** Opening Records supplied block **

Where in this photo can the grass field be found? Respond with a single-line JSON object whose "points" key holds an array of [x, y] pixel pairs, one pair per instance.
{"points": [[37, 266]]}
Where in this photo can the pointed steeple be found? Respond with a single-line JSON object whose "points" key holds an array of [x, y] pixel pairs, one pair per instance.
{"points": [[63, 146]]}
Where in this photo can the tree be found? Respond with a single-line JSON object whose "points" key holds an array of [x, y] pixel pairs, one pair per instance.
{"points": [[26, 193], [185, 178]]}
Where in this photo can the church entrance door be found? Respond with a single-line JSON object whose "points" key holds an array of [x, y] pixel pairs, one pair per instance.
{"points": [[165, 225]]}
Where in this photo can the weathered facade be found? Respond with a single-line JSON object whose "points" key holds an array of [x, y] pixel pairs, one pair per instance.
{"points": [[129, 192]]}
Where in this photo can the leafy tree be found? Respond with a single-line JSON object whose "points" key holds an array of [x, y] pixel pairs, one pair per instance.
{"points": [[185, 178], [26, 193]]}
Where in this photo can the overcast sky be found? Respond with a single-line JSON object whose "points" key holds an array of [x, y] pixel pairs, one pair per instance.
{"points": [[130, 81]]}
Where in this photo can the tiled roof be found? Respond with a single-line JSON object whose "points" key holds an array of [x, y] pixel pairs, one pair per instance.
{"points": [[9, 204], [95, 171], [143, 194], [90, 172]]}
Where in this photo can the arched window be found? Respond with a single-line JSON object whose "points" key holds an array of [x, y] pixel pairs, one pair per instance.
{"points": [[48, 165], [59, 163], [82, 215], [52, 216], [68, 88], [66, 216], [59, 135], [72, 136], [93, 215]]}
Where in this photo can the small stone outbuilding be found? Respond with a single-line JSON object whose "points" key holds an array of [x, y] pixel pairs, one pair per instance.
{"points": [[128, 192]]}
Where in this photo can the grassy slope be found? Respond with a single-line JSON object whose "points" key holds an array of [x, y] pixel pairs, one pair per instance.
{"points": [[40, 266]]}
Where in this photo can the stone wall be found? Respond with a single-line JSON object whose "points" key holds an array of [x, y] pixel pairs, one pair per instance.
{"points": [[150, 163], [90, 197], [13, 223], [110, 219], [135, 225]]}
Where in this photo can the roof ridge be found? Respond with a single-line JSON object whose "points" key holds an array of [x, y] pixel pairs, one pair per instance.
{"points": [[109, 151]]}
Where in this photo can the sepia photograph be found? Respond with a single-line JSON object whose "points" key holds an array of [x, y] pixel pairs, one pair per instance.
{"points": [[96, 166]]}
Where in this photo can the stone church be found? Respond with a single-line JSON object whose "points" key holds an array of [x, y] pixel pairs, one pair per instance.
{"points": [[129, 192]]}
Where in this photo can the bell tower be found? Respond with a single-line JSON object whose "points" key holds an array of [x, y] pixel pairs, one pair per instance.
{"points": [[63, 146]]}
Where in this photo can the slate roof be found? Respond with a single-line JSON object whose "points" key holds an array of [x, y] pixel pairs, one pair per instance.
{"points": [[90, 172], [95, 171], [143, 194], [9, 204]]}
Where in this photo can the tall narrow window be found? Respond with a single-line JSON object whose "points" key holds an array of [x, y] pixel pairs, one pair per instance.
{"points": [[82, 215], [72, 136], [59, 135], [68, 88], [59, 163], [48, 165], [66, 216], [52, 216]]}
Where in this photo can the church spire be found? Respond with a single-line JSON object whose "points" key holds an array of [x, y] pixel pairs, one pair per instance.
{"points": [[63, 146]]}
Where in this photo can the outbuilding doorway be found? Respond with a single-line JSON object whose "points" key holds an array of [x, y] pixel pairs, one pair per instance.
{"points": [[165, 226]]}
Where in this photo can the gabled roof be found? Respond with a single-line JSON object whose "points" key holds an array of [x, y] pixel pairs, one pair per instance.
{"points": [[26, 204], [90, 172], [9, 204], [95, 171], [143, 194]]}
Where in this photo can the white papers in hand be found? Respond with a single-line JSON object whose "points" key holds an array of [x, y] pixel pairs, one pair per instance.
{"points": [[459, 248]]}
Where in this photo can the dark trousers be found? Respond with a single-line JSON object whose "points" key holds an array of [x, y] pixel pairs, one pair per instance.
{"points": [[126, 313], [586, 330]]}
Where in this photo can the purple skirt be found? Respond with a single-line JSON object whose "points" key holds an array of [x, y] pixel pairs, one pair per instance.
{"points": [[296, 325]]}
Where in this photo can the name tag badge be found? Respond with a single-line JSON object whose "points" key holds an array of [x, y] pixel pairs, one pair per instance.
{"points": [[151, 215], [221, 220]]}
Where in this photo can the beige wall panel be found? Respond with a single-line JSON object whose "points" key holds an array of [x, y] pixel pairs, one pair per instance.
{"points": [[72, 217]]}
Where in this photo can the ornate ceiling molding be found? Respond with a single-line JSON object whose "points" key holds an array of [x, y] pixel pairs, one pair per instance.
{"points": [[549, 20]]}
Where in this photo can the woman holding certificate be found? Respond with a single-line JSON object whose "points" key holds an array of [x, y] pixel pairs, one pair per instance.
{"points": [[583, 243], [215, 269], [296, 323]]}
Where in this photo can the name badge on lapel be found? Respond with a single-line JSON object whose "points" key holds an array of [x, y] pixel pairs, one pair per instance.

** Closing Records supplied block **

### [Your task]
Please retype all of the data above exactly as written.

### [Exercise result]
Where in this photo can the grass field be found? Respond with a single-line JSON object whose "points" key holds an array of [x, y] pixel pairs, one pair per instance.
{"points": [[37, 266]]}
Where in this photo can the pointed steeple be found? Respond with a single-line JSON object whose "points" key holds an array of [x, y] pixel pairs, one pair per instance.
{"points": [[63, 146]]}
Where in this photo can the tree be found? Respond with a single-line JSON object whose "points" key holds an array of [x, y] pixel pairs, one pair per instance.
{"points": [[26, 193], [185, 178]]}
Where in this photo can the church entrance door be found? Respond with a single-line JSON object whose "points" key holds an array of [x, y] pixel pairs, one pair per instance.
{"points": [[165, 225]]}
Where in this photo can the weathered facade be found? Respond with a single-line JSON object whose "points" key holds an array of [x, y] pixel pairs, one pair per instance.
{"points": [[129, 192]]}
Where in this photo can the leafy tree be found? Respond with a single-line JSON object whose "points" key holds an array of [x, y] pixel pairs, one pair per instance.
{"points": [[185, 178], [26, 193]]}
Where in this photo can the overcast sky be found? Respond with a single-line JSON object whose "points" key holds an array of [x, y] pixel pairs, one pair per instance.
{"points": [[130, 81]]}
Where in this photo can the tiled roof be found? Respond with a single-line JSON object whose "points" key holds an array of [x, y] pixel pairs, one pair per instance.
{"points": [[9, 204], [95, 171], [143, 194], [90, 172]]}
Where in this photo can the arched window be found? Respond with a single-line JSON object whose "points" key holds an array of [x, y] pixel pairs, one pair per instance.
{"points": [[48, 165], [59, 163], [82, 215], [52, 216], [68, 88], [66, 216], [59, 135], [72, 136], [93, 215]]}
Where in this photo can the small stone outbuilding be found? Respond with a single-line JSON object whose "points" key holds an array of [x, y] pixel pairs, one pair per instance.
{"points": [[128, 192]]}
Where in this photo can the grassy slope be found? Respond with a single-line JSON object whose "points" key holds an array of [x, y] pixel pairs, one pair per instance.
{"points": [[40, 266]]}
Where in this photo can the stone wall be found? Respond with a single-line JSON object whose "points" key holds an array of [x, y] pixel pairs, one pair per instance.
{"points": [[150, 163], [90, 197], [13, 223], [110, 219], [135, 225]]}
Where in this photo can the roof ridge be found? Respond with a single-line JSON object whose "points" key holds an array of [x, y] pixel pairs, one pair per instance.
{"points": [[109, 151]]}
Where in this photo can the sepia photograph be found? Respond with a single-line JSON object whose "points" key holds an array of [x, y] pixel pairs, one pair per instance.
{"points": [[96, 166]]}
Where in this photo can the stone church be found? Respond with a single-line JSON object whose "points" key holds an array of [x, y] pixel pairs, one pair per instance.
{"points": [[129, 192]]}
Where in this photo can the bell tower be found? Respond with a single-line JSON object whose "points" key holds an array of [x, y] pixel pairs, one pair per instance.
{"points": [[63, 146]]}
Where in this photo can the slate roof be found? Respond with a single-line JSON object whose "points" key holds an array of [x, y] pixel pairs, one pair per instance.
{"points": [[90, 172], [95, 171], [143, 194], [9, 204]]}
Where in this photo can the tall narrow window be found? Respond with a single-line JSON object whose "points" key holds an array of [x, y] pixel pairs, one pair per instance.
{"points": [[82, 215], [72, 136], [59, 135], [68, 88], [59, 163], [48, 165], [66, 216], [52, 216]]}
Where in this photo can the church spire be found? Respond with a single-line JSON object whose "points" key holds an array of [x, y] pixel pairs, one pair per instance.
{"points": [[63, 146]]}
Where in this photo can the outbuilding doorway be found? Respond with a single-line JSON object whose "points" key holds an array of [x, y] pixel pairs, one pair per instance.
{"points": [[165, 226]]}
Where in this photo can the gabled roof be found? Respond with a single-line JSON object whose "points" key holds an array of [x, y] pixel pairs, one pair per instance.
{"points": [[26, 204], [90, 172], [9, 204], [95, 171], [143, 194]]}
Where in this photo can the white papers in hand be found? Respond with a single-line JSON object whose "points" key holds an array of [x, y] pixel pairs, one pair per instance.
{"points": [[459, 248]]}
Where in this photo can the dark trousers be found? Respond with a single-line JSON object whose "points" key holds an array of [x, y] pixel pairs, one pair per instance.
{"points": [[126, 313], [586, 330]]}
Where in this photo can the purple skirt be found? Respond with a single-line JSON object whose "points" key holds an array of [x, y] pixel pairs, one pair per instance.
{"points": [[296, 325]]}
Where in this photo can the name tag badge be found? Respond with a single-line JSON object whose "points" key holds an array of [x, y] pixel pairs, one pair per instance.
{"points": [[151, 215], [221, 220]]}
Where in this photo can the beige wall panel be found? Respond with a single-line JSON object whose "points" key holds an array of [x, y] pixel pairs, one pair per instance.
{"points": [[72, 217]]}
Where in this photo can the ornate ceiling molding be found? Respond with a single-line JSON object whose "points" key holds an array of [x, y] pixel pairs, one pair per instance.
{"points": [[549, 20]]}
Where in this photo can the woman holding certificate be found? Respond with a single-line JSON object whose "points" key holds an array of [x, y] pixel pairs, one pair per instance.
{"points": [[583, 243], [215, 269], [296, 323]]}
Where in this photo can the name badge on lapel be found? Respond with a single-line JSON object whose "points" key holds an array of [x, y] pixel pairs, one pair per instance.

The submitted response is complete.